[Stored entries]
= = =

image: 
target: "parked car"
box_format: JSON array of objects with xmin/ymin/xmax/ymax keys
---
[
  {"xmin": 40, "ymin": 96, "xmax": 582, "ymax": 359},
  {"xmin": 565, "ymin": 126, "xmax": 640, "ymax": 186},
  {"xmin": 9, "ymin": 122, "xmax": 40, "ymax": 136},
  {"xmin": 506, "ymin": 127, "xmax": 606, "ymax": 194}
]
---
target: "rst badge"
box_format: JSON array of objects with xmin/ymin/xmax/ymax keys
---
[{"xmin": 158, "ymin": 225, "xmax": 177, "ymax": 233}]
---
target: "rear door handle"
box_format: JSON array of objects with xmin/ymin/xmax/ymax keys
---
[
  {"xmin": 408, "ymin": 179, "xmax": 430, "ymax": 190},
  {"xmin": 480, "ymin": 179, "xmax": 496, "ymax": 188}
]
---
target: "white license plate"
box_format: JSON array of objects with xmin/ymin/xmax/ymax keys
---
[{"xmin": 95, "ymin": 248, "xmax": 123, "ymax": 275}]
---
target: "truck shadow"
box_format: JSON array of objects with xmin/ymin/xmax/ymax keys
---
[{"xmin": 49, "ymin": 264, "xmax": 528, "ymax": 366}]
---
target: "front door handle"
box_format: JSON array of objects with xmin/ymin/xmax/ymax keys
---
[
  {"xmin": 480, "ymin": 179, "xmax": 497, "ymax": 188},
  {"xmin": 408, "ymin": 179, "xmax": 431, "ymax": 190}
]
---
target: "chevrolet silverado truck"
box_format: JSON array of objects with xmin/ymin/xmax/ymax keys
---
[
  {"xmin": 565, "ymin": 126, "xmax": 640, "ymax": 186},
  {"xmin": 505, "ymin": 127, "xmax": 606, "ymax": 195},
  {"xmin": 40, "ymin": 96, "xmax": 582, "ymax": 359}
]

= = =

TASK DESCRIPTION = Search the records above for the string "door" and copy each line that holds it.

YOUR SOLUTION =
target: "rear door handle"
target: "front door handle"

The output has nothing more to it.